EXERCISE:
Take the line that contains "of the mossy" and every line after it in the material below, and quote them exactly.

EXTRACTED DATA:
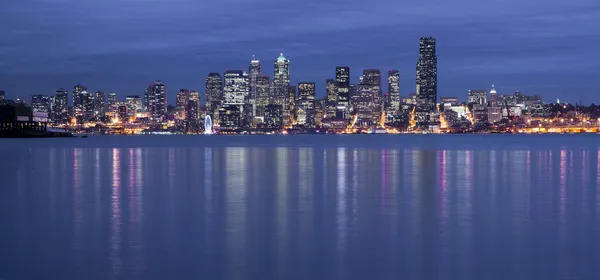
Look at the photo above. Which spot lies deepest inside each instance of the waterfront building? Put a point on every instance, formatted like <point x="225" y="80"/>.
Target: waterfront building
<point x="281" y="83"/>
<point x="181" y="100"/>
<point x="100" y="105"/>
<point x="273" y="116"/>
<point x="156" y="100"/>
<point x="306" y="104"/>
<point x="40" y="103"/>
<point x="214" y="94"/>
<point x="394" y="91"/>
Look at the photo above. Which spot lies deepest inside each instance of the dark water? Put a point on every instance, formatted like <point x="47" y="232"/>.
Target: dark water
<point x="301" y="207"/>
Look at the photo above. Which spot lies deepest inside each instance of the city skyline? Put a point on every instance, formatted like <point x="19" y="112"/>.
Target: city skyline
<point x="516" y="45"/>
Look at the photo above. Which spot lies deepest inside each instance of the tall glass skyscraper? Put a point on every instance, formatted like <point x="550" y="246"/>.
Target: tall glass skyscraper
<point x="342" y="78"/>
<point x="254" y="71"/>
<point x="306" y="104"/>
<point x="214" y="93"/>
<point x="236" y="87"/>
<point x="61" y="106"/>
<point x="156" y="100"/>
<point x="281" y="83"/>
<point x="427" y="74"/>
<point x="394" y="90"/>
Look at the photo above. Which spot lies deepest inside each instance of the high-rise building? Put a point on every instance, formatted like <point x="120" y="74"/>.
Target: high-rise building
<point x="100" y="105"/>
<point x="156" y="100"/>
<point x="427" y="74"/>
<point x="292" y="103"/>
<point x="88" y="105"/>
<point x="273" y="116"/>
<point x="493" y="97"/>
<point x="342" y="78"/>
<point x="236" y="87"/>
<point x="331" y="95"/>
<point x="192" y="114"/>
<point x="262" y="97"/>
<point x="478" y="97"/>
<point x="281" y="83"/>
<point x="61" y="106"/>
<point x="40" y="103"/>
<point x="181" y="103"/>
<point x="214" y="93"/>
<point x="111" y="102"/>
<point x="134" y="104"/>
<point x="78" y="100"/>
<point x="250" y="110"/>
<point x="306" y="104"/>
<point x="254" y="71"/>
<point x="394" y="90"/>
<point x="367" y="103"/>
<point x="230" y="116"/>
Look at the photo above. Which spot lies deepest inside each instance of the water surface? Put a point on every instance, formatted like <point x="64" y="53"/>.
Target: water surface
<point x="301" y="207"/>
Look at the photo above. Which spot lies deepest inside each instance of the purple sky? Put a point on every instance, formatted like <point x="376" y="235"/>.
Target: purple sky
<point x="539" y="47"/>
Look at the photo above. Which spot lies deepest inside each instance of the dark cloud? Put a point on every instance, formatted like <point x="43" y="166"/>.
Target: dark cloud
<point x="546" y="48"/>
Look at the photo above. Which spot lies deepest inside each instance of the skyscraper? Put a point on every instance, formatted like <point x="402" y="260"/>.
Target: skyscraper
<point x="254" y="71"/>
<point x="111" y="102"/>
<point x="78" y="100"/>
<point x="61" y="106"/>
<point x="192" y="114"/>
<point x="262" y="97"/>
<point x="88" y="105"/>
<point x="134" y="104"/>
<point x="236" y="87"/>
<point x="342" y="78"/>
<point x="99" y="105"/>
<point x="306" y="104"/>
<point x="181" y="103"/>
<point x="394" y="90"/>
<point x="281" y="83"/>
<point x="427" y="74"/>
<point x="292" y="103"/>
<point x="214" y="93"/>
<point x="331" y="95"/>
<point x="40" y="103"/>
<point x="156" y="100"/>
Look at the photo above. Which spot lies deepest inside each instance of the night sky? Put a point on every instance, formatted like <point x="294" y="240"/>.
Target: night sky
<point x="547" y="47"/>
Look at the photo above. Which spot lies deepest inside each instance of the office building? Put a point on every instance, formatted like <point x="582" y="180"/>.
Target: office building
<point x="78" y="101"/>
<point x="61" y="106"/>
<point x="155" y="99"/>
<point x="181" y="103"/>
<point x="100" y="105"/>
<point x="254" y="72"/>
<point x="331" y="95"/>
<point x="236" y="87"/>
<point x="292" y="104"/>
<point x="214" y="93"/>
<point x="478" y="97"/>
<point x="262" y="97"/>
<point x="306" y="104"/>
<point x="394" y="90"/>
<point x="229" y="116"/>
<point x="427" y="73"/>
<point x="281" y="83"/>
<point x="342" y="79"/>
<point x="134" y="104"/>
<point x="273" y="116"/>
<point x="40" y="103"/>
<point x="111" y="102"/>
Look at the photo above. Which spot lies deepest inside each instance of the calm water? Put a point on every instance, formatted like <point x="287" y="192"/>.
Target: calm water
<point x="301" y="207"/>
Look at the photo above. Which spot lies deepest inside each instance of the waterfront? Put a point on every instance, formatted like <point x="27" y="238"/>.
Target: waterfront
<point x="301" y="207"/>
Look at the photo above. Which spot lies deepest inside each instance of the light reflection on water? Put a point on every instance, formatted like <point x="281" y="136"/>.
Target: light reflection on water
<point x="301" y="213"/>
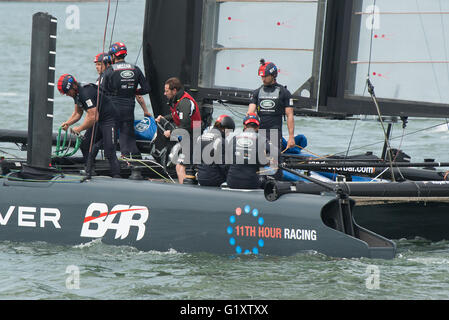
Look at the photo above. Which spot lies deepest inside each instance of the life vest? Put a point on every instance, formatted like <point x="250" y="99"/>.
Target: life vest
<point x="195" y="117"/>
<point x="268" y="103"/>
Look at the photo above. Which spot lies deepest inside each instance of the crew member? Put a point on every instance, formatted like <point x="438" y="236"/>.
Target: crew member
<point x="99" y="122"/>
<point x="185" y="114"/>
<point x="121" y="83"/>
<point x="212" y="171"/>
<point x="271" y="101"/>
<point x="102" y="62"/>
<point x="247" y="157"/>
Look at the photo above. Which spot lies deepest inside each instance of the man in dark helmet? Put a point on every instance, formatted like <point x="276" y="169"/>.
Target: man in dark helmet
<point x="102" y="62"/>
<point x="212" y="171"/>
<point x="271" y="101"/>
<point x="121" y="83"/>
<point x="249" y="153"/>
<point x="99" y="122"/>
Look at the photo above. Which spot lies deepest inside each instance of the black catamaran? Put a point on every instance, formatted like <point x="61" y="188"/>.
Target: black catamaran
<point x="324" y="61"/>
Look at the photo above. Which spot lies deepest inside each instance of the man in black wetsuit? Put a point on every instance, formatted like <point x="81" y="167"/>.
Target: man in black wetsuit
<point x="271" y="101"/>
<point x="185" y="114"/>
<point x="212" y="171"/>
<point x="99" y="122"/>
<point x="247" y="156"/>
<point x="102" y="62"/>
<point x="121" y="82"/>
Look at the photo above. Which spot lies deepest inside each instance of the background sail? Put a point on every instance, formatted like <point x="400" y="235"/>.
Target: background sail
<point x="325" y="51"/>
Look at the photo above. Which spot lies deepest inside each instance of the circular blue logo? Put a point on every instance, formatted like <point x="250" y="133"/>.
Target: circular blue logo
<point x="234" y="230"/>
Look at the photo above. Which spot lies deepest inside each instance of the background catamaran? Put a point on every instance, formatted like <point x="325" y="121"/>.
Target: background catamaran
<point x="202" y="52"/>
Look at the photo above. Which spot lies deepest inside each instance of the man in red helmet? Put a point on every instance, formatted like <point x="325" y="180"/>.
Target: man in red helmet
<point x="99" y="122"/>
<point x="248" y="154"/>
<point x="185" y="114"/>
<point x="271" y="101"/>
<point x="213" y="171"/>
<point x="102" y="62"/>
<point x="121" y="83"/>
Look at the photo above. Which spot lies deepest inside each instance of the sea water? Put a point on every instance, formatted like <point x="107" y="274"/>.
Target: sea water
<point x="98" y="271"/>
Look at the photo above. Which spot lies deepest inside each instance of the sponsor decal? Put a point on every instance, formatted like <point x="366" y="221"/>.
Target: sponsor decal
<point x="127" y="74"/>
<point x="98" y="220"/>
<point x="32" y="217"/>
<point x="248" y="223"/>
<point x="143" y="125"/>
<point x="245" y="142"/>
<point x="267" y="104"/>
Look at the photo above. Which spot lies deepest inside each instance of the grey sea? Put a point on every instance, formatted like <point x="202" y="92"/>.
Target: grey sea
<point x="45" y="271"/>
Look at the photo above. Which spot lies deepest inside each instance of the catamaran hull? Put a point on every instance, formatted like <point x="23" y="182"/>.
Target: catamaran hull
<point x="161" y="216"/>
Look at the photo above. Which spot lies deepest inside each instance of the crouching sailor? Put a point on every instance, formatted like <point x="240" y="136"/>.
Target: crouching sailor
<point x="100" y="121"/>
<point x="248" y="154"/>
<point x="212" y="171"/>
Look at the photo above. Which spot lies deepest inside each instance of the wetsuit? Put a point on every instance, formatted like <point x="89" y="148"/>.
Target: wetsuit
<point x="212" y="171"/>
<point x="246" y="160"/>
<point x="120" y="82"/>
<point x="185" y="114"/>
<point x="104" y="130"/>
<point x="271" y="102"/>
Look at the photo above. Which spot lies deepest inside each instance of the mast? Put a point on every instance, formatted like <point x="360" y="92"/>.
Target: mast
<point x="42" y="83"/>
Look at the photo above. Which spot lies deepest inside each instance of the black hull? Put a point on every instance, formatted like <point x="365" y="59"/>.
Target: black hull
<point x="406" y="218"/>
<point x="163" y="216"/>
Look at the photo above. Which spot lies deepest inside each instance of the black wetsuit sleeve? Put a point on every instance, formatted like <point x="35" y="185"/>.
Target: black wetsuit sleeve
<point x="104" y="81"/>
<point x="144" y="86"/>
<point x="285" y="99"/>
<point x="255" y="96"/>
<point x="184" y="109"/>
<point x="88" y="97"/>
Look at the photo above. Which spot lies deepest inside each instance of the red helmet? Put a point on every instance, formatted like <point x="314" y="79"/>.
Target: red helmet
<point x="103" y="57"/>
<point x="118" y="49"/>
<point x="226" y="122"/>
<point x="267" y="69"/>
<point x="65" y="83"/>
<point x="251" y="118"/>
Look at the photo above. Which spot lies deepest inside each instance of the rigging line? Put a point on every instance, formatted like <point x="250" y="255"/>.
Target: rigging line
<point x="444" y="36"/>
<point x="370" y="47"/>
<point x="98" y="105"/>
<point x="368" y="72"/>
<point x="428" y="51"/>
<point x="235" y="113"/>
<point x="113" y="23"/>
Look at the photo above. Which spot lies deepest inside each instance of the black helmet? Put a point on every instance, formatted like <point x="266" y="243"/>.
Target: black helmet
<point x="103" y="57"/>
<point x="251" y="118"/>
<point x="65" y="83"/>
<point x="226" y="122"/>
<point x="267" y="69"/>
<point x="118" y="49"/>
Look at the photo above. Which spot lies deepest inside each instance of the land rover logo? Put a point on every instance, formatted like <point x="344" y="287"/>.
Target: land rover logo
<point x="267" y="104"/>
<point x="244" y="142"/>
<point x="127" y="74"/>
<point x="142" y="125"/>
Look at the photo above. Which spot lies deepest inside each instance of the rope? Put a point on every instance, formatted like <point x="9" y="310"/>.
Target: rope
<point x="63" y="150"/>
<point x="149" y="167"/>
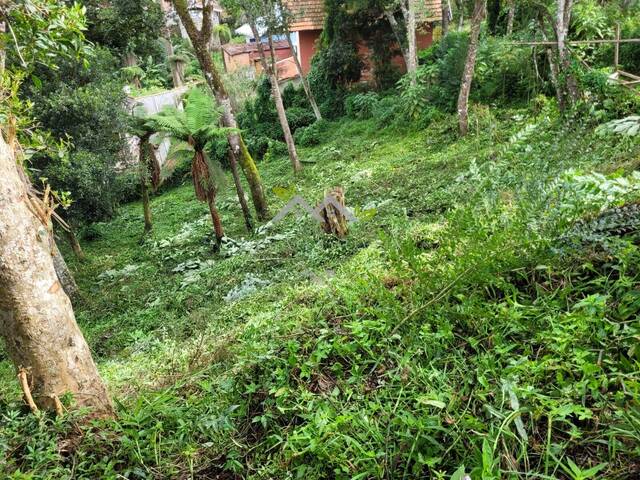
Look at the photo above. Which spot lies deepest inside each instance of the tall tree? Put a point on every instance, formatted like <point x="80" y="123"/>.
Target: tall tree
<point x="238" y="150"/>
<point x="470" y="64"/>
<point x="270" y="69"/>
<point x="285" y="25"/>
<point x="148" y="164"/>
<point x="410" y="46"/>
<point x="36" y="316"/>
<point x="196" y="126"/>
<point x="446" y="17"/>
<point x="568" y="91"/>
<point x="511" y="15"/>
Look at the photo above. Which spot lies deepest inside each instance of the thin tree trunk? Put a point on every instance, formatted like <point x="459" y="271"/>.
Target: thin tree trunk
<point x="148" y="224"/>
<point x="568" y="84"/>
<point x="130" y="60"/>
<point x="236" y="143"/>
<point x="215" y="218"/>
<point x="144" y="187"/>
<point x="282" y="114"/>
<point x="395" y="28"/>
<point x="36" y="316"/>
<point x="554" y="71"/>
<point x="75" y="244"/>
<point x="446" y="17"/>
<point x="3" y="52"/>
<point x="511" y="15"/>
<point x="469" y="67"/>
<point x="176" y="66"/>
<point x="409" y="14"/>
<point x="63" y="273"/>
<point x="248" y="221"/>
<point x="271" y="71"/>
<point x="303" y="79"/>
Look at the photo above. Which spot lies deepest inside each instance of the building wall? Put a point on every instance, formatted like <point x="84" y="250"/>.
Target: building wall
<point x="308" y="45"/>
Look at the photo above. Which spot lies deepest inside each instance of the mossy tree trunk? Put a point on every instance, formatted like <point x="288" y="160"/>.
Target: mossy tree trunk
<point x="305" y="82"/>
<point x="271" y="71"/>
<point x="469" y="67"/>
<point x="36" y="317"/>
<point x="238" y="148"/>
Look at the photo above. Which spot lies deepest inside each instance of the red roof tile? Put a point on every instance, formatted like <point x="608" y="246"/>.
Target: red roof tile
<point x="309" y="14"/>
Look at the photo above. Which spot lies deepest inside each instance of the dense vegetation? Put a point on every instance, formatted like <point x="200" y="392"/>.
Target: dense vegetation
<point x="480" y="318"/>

EXERCISE ANSWER:
Look at the photo above. Which spot lies deepest inside each instance of the mossy tree trunk? Put a point on every instance, formatted like <point x="288" y="160"/>.
Target: mossy tree trunk
<point x="305" y="82"/>
<point x="271" y="71"/>
<point x="469" y="67"/>
<point x="36" y="317"/>
<point x="238" y="148"/>
Look at the photo above. Which spot lies deepest inside each instance of the red roof tile? Put a point on every instance, formatted like <point x="608" y="246"/>.
Target: red roof tile
<point x="309" y="14"/>
Look at the photo above. Which spot lies deepest inside each instance of the dense vegetation? Put a point on every instance, formatted like <point x="200" y="392"/>.
Target: dense vegetation
<point x="480" y="318"/>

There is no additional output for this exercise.